Dataset rows on where objects appear
☆ ☆ ☆ ☆ ☆

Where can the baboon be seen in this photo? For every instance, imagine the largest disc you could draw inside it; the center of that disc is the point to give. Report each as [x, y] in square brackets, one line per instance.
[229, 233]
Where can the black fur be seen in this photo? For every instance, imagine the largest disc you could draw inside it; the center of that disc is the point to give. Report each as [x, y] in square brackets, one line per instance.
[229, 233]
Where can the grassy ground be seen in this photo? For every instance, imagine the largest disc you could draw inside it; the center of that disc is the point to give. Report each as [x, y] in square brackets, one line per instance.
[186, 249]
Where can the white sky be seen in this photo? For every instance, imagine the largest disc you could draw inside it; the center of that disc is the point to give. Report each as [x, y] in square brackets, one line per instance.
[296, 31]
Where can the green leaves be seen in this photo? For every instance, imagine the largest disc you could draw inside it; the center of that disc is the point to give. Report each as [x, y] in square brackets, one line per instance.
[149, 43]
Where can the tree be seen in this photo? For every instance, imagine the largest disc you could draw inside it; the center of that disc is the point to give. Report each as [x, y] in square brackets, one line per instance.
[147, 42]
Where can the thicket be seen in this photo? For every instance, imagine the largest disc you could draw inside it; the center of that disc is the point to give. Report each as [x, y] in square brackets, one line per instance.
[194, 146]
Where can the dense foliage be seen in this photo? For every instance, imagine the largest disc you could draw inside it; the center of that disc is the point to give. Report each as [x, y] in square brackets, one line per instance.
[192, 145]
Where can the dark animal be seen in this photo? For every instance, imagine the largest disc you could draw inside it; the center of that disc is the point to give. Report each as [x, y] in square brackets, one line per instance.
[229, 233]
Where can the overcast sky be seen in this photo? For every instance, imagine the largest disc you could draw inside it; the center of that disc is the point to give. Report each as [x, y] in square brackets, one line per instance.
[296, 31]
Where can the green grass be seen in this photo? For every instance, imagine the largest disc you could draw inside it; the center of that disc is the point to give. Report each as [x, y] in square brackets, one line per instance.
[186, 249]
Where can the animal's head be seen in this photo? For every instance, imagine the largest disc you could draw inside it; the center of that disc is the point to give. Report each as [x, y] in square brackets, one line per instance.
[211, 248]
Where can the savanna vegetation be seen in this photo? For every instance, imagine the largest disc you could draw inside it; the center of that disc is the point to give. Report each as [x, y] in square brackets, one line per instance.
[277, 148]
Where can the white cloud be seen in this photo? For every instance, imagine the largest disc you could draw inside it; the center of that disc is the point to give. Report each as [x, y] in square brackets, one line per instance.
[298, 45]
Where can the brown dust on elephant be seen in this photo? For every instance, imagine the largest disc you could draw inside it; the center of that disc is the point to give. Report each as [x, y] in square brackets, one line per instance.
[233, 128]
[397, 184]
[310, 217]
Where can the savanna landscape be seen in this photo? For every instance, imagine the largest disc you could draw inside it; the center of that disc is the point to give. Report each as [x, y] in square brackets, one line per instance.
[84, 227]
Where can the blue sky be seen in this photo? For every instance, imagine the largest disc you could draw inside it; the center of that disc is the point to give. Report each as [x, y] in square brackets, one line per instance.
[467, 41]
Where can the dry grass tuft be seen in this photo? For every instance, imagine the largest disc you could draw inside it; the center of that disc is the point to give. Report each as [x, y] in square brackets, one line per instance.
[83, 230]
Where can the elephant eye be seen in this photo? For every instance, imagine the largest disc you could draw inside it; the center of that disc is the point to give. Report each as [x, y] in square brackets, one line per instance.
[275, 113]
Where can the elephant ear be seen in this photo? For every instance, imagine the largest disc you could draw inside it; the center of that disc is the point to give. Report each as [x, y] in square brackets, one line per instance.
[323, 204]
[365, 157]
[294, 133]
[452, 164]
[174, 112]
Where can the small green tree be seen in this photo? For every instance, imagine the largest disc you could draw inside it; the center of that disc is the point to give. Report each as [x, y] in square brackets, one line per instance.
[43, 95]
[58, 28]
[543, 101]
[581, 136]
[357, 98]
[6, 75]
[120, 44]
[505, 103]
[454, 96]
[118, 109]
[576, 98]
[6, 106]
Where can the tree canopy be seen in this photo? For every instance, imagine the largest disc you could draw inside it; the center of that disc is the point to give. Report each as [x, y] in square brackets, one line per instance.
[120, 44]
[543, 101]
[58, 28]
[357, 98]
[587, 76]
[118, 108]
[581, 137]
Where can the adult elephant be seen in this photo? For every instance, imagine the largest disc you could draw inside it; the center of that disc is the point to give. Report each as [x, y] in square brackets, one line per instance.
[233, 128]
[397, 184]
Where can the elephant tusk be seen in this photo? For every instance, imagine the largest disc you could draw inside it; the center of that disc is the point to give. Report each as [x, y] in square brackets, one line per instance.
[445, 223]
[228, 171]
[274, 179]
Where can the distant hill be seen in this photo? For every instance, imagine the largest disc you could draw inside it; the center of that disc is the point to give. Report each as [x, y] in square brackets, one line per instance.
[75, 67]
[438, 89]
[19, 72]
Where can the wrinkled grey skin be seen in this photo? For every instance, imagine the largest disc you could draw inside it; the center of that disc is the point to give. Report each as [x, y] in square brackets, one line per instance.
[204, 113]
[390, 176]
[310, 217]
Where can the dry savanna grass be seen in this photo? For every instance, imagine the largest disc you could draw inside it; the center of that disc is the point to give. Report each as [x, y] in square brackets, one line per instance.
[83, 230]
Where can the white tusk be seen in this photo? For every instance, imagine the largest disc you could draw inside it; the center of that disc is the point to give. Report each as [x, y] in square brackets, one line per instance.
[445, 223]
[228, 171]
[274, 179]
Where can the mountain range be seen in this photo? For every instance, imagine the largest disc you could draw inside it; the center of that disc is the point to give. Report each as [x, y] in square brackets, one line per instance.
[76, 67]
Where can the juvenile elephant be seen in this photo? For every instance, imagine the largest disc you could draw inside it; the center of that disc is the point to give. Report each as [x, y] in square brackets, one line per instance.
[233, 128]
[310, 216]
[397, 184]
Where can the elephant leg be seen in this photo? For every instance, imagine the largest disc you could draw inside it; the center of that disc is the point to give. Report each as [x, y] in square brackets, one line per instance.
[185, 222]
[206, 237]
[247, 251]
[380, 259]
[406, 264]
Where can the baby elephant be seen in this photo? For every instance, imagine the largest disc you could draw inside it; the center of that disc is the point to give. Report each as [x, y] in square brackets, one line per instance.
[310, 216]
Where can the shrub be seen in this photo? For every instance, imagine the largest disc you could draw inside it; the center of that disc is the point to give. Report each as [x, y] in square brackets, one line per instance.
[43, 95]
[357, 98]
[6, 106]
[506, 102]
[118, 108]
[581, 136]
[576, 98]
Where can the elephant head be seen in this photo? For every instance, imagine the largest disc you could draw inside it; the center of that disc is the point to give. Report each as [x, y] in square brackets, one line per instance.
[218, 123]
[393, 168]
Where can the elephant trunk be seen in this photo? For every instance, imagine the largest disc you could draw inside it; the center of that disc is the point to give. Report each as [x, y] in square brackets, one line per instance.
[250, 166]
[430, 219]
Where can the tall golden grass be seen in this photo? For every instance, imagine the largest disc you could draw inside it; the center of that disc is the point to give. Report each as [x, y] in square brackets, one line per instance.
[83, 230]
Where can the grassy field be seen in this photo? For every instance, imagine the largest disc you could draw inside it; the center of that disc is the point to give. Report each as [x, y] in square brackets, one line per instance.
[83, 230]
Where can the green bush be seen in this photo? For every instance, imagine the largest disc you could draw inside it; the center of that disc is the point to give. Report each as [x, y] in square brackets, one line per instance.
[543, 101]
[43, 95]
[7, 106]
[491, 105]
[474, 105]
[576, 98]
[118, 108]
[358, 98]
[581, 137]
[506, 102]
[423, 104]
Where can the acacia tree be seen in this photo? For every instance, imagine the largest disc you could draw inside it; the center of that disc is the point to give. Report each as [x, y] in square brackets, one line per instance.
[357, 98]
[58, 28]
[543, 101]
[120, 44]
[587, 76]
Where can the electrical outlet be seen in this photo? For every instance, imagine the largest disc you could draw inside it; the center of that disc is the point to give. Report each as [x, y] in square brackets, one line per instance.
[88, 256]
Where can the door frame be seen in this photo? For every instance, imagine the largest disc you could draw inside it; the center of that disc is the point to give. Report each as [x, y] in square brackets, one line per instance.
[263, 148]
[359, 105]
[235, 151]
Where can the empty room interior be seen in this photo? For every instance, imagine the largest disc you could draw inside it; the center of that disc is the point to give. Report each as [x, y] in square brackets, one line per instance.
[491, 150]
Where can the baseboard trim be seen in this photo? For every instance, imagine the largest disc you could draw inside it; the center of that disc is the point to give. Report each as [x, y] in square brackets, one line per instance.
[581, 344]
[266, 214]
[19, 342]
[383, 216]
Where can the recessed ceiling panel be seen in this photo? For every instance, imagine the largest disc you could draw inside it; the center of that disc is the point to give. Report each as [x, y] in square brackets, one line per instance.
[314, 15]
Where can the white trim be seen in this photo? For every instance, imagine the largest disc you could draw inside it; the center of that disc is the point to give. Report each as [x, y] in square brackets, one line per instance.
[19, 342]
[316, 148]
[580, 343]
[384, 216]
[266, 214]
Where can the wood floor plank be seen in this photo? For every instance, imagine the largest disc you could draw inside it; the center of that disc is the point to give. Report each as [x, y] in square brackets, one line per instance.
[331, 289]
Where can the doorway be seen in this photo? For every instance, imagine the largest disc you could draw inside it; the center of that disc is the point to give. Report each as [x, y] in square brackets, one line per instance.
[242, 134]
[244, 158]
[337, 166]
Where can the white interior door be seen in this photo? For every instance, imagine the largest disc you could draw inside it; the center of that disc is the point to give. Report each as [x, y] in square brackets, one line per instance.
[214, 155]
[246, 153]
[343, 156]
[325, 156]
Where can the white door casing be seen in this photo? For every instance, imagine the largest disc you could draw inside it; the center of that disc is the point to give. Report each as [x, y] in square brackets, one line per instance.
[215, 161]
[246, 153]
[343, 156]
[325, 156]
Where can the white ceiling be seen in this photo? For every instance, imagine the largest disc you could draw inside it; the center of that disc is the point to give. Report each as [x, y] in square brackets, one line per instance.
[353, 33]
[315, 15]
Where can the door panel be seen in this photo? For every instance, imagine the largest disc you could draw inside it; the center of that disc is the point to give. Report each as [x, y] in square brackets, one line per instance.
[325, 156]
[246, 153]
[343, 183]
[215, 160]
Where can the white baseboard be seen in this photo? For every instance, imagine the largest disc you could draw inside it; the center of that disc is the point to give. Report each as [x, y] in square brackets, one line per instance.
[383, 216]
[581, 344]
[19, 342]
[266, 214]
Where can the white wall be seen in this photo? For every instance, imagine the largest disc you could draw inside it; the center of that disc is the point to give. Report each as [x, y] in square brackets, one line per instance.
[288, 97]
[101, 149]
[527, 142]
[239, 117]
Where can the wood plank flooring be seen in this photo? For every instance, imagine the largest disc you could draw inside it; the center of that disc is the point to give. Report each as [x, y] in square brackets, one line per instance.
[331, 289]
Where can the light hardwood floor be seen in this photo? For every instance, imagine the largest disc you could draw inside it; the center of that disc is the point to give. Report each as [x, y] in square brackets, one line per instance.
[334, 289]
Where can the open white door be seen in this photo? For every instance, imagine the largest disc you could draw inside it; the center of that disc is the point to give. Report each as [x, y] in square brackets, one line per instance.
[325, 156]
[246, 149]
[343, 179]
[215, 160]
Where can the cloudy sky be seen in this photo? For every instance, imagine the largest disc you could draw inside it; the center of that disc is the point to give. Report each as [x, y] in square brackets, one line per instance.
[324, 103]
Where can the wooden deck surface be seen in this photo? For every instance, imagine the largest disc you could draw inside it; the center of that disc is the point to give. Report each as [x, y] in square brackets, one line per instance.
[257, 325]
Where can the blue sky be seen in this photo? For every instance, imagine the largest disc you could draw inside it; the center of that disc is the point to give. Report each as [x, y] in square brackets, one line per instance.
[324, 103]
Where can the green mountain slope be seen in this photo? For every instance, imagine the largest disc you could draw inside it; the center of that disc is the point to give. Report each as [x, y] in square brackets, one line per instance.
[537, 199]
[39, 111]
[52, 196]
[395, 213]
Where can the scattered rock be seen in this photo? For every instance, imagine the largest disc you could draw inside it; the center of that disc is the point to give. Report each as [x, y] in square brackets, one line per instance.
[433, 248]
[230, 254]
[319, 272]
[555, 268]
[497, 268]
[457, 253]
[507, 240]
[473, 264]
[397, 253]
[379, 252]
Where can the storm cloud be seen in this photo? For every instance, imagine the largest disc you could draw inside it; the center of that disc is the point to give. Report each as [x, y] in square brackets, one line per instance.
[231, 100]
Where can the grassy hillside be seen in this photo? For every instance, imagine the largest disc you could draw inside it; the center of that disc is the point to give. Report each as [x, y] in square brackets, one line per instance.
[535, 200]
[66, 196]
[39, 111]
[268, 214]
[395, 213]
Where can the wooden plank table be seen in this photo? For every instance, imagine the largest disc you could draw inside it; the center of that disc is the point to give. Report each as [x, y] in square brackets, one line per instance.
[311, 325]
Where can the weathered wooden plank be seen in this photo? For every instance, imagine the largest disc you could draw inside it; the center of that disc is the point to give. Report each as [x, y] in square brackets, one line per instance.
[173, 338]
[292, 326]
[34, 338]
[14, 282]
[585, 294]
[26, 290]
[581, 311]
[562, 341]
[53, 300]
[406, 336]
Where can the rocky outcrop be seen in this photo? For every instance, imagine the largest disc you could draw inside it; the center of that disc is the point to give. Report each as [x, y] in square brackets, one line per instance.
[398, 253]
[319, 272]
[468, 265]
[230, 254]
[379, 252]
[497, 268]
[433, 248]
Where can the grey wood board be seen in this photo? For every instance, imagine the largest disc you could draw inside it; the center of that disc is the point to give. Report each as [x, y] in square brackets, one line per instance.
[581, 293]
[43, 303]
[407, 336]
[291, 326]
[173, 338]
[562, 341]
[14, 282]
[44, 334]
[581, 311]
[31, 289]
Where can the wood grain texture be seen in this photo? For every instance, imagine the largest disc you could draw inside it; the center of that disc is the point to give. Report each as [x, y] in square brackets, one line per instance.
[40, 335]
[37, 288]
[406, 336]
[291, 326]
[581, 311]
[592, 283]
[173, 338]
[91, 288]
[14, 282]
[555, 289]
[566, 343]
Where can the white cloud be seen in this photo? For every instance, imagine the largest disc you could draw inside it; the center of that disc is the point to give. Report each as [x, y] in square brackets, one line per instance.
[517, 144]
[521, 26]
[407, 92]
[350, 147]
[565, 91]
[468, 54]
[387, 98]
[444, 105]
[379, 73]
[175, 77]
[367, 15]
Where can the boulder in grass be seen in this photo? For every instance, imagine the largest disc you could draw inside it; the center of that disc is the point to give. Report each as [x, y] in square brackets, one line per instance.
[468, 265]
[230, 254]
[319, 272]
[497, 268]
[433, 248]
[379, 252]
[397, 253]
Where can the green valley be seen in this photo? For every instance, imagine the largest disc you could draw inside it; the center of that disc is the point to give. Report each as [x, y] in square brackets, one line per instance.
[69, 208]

☆ ☆ ☆ ☆ ☆

__Stated problem__: From the line with "Where can the boulder" to the last line of the material, give every line again exactly, and only those lines.

__Result__:
Where can the boulder in grass be seen in this photo? For every instance, imagine the largest disc you could draw inside it; the center of that disc is the point to give. Report each as [x, y] in square brackets, one line per instance.
[468, 265]
[230, 254]
[319, 272]
[497, 268]
[433, 248]
[379, 252]
[397, 253]
Where can the green valley be seen in this photo? For every instance, imagine the largest disc you could draw inside it; the center of that disc is the point to give. Report each as [x, y] in square brackets, one line per instance.
[69, 208]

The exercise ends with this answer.